_About this task_
As you write out the lines from the one containing "Use the even-odd" through the last line of the records, keep them exact and leave out pictures.

(Beginning of Exercise materials)

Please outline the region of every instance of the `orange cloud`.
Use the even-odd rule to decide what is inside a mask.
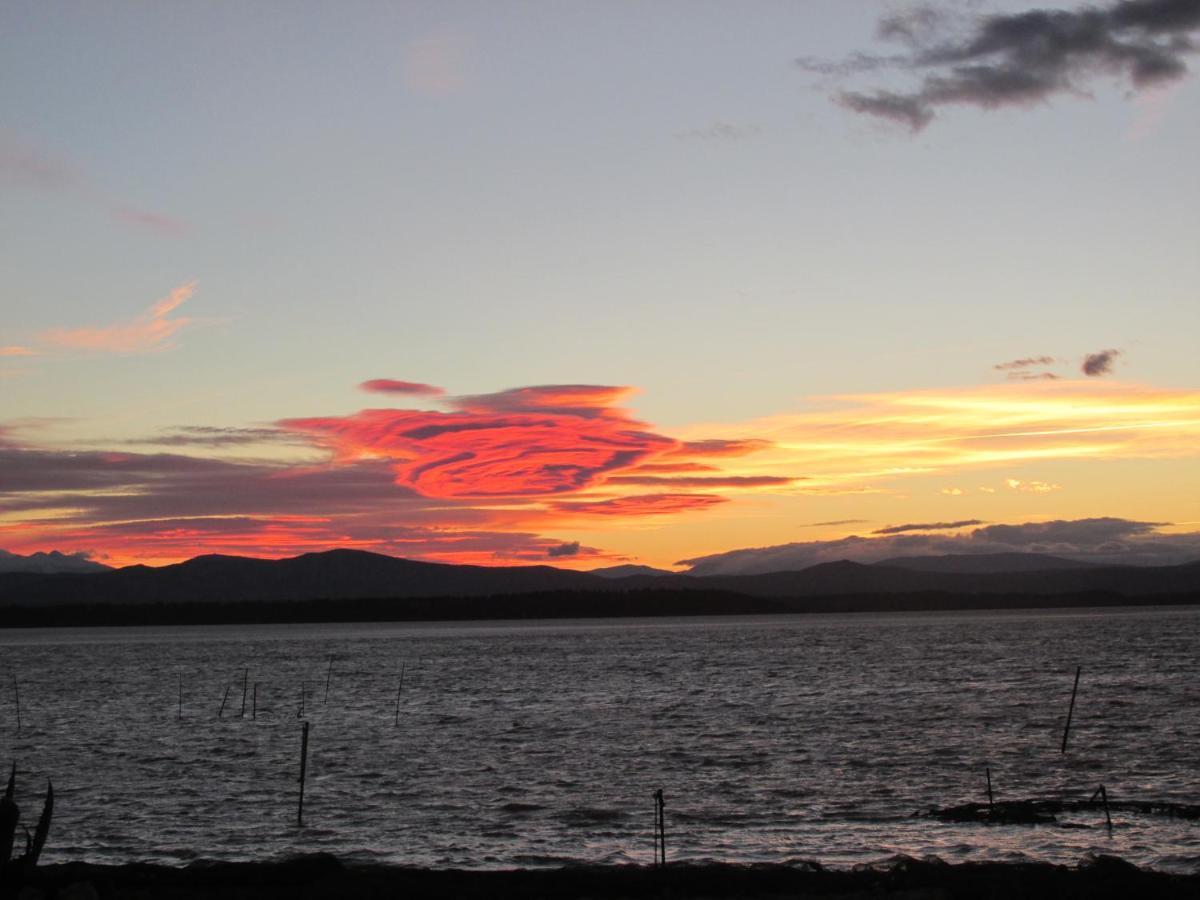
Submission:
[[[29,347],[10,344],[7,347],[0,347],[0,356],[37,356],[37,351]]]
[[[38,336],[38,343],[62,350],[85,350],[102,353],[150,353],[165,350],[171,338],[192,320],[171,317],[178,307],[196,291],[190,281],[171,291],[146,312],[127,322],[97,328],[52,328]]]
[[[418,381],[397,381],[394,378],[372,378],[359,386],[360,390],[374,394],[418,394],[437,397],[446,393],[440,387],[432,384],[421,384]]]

(End of Exercise materials)

_Response area_
Use the even-odd rule to decide what is inside a mask.
Submission:
[[[29,347],[10,344],[7,347],[0,347],[0,356],[37,356],[37,351]]]
[[[38,336],[38,343],[62,350],[85,350],[102,353],[150,353],[165,350],[171,338],[192,320],[171,317],[178,307],[196,291],[190,281],[171,291],[146,312],[127,322],[97,328],[52,328]]]
[[[418,381],[397,381],[394,378],[372,378],[359,386],[360,390],[374,394],[418,394],[437,397],[446,393],[440,387],[432,384],[421,384]]]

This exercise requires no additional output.